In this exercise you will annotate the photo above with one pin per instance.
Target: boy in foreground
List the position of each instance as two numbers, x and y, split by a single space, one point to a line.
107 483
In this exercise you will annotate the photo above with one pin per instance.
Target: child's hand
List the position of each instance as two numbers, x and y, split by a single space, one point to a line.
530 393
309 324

┄┄┄┄┄┄

* Exercise requirements *
Copy all of the lines above without changing anything.

* Reply *
In this exercise you will annotate the photo above with one pin per instance.
Target: boy in foreground
List the position of each instance as two numbers, x and y, split by a single space, one point to a line.
107 483
In this exercise you will annotate the photo above with one pin per instance.
Target: child's hand
List the position of each instance as two numbers, x and y, split by a single space, one point to a line.
530 393
309 324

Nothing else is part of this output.